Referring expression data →
—————
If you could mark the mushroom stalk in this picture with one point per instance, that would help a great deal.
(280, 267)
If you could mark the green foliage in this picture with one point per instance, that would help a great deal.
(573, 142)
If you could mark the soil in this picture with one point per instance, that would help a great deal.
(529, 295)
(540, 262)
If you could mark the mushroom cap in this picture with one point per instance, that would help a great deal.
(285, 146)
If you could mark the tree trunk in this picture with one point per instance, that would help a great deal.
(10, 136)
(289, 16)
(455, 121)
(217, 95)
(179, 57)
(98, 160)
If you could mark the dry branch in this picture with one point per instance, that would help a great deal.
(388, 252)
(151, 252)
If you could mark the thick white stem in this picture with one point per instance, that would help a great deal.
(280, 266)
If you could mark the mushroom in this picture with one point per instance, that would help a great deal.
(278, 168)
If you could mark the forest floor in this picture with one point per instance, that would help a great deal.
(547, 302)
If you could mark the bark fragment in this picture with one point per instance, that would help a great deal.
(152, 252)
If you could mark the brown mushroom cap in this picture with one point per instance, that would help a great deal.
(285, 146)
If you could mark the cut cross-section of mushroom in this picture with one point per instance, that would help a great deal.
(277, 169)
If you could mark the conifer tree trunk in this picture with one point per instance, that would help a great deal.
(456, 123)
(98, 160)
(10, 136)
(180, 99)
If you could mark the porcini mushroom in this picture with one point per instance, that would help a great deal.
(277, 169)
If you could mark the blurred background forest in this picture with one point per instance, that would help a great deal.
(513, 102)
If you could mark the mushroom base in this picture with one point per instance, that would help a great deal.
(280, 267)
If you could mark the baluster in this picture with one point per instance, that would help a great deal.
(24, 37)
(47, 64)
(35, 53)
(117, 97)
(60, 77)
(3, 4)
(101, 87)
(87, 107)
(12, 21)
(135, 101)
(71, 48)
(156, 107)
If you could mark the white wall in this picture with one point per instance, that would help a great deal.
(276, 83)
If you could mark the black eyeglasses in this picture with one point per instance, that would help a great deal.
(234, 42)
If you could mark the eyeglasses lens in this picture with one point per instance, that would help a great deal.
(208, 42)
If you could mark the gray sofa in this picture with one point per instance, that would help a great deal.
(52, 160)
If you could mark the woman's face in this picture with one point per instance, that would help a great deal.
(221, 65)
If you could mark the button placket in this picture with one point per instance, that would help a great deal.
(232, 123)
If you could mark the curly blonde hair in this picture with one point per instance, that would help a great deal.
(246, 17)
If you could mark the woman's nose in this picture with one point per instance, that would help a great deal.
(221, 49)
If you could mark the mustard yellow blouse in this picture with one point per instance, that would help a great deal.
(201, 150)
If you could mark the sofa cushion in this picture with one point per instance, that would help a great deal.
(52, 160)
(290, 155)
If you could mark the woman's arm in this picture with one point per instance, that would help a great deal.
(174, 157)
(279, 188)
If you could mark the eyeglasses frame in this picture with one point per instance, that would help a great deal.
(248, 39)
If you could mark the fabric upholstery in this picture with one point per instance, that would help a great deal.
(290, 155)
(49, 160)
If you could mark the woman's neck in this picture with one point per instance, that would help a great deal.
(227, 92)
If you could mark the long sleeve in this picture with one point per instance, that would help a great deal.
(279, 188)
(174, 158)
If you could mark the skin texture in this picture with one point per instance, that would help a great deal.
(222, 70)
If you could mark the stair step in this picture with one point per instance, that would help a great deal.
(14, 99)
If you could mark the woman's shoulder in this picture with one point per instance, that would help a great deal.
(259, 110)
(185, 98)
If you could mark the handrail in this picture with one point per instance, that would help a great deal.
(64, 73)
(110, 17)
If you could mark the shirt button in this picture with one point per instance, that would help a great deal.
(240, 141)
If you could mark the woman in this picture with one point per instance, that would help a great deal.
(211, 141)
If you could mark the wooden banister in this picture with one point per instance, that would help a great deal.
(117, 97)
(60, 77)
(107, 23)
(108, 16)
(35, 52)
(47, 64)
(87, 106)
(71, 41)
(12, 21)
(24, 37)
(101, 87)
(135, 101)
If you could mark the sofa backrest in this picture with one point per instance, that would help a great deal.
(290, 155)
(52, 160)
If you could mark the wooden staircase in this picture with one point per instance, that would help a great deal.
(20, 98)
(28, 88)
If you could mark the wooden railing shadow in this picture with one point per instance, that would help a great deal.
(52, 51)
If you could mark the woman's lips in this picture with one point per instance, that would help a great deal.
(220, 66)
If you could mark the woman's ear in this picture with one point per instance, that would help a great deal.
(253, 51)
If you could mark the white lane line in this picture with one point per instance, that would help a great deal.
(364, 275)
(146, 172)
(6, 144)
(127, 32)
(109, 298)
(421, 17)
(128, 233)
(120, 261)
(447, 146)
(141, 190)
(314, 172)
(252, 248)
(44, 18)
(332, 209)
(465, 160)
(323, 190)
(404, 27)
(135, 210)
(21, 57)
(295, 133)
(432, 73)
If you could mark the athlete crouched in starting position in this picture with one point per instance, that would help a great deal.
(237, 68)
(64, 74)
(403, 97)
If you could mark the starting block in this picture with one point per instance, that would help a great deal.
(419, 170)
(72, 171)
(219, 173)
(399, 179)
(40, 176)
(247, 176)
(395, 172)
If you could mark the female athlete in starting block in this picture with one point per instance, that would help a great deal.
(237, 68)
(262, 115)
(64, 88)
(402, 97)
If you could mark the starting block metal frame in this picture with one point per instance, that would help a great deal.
—————
What is being asked →
Copy every record above exactly as it is.

Task answer →
If you could mark the mushroom stalk in this picture with one point per instance, that would help a great deal.
(280, 267)
If you could mark the green foliage in this picture with one point per instance, that would help a great deal.
(573, 142)
If you could mark the soil in this picture with one point per instance, that would help a great deal.
(529, 295)
(540, 262)
If you could mark the mushroom cap in this picture with one point per instance, that would help a great deal.
(285, 146)
If you could mark the tree trunk in this picture with one point per instance, that would help a great deal.
(10, 136)
(289, 16)
(455, 121)
(217, 95)
(179, 57)
(98, 160)
If you could mark the dry branch in this picture with one point per instance, that would help a great deal.
(388, 252)
(151, 252)
If you could mark the thick white stem in this picture with one point per instance, that would help a great deal.
(280, 266)
If you could mark the mushroom in this picture with one point per instance, that would help a great deal.
(278, 168)
If you could mark the forest floor in this picture with one point per instance, that would help a great deal.
(547, 302)
If you could mark the bark fragment in this picture with one point per instance, that would help a great deal.
(152, 252)
If you could mark the brown mushroom cap in this picture with one point per instance, that would help a great deal.
(285, 146)
If you could mark the cut cross-section of mushroom in this picture with one point per instance, that would help a great deal.
(277, 169)
If you could mark the conifer tree trunk in this picture with one point per instance, that would help a great deal.
(456, 123)
(98, 160)
(10, 136)
(180, 99)
If you could mark the porcini mushroom in this picture with one point per instance, that would help a great deal.
(277, 169)
If you could mark the blurred background forest in this picture with one point per instance, that would help a great deal.
(513, 102)
If you could mark the mushroom base in this picture with one point per instance, that would help a great deal.
(280, 267)
If you could mark the baluster in this picture with one point per instance, that would help a great deal.
(24, 37)
(47, 64)
(35, 53)
(117, 97)
(60, 77)
(3, 4)
(101, 87)
(87, 107)
(12, 21)
(135, 101)
(71, 48)
(156, 107)
If you could mark the white wall in this picture with one point per instance, that would help a great deal.
(276, 83)
If you could mark the black eyeglasses in this picture with one point per instance, that would help a great deal.
(234, 42)
If you could mark the eyeglasses lens in this picture with one point per instance, that would help a great deal.
(208, 42)
If you could mark the gray sofa in this picture with one point per instance, that would help a great deal.
(52, 160)
If you could mark the woman's face in this picture with one point per instance, that would help a great deal.
(221, 65)
If you could mark the button placket in this picture with one point per instance, that would help a great deal.
(232, 123)
If you could mark the curly blonde hair in this picture with one point per instance, that would help a great deal.
(246, 17)
If you could mark the woman's nose in this picture with one point per instance, that would help a great deal.
(221, 49)
If you could mark the mustard yellow blouse in this picture with one point per instance, that would help a great deal.
(201, 150)
If you could mark the sofa cushion in this picture with one point per instance, that would help a great deal.
(52, 160)
(290, 155)
If you could mark the woman's arm in this picture with one point per instance, that would help a great deal.
(174, 157)
(279, 188)
If you could mark the eyeglasses frame in this picture with one point per instance, that would help a great deal.
(248, 39)
If you could mark the fabric upholstery in this picture with one point per instance, that would help a great deal.
(290, 155)
(49, 160)
If you could mark the woman's neck in this picture with one point per instance, that would help a great deal.
(227, 92)
If you could mark the long sleeve in this picture with one point per instance, that would help a great deal.
(279, 188)
(174, 158)
If you could mark the skin texture in this picture with one point per instance, that would help a great deal.
(222, 70)
If you could mark the stair step in this picture with one point per instance, that would help a great deal.
(14, 99)
If you could mark the woman's shoulder in this picture with one point per instance, that would help a great deal.
(259, 110)
(185, 98)
If you could mark the handrail in this picture with one point per instance, that would help a great deal.
(64, 73)
(110, 17)
If you could mark the shirt button in this picture with one point per instance, that would help a great deal.
(240, 141)
If you could mark the woman in this picture with one point per instance, that would help a great deal.
(211, 141)
If you could mark the wooden banister in this picture with one point per instance, that would help a great deal.
(117, 97)
(60, 77)
(107, 23)
(108, 16)
(35, 52)
(47, 64)
(87, 106)
(71, 41)
(12, 21)
(24, 37)
(101, 87)
(135, 101)
If you could mark the sofa backrest in this picture with one point per instance, that would help a great deal.
(290, 155)
(52, 160)
If you could mark the wooden staircase in this picture with one point per instance, that would help a great deal.
(20, 98)
(28, 88)
If you could mark the wooden railing shadow in this picture with one point per instance, that would help a great deal.
(52, 51)
If you could mark the woman's lips in this picture with one point per instance, that would help a great deal.
(220, 66)
If you could mark the woman's ear in this picture with one point per instance, that would help a great deal.
(253, 51)
If you could mark the white lane line in this picture with one point per instance, that would help a great deal.
(364, 275)
(146, 172)
(6, 144)
(127, 32)
(109, 298)
(421, 17)
(128, 233)
(120, 261)
(447, 146)
(141, 190)
(314, 172)
(252, 248)
(44, 18)
(332, 209)
(465, 160)
(323, 190)
(404, 27)
(135, 210)
(21, 57)
(295, 133)
(432, 73)
If you could mark the athlete crouched in starting position in this picture with one point per instance, that would help a great deal.
(237, 68)
(64, 74)
(403, 97)
If you could mark the starting block in this picture with one point per instance, that would help a great deal.
(419, 170)
(72, 171)
(219, 173)
(399, 179)
(40, 176)
(247, 176)
(395, 172)
If you could mark the female athlete in starting block in this picture with one point per instance, that would help a great deal.
(237, 68)
(262, 115)
(64, 88)
(402, 97)
If you could mark the starting block metal frame in this picture with one point per instance, that would help a great deal.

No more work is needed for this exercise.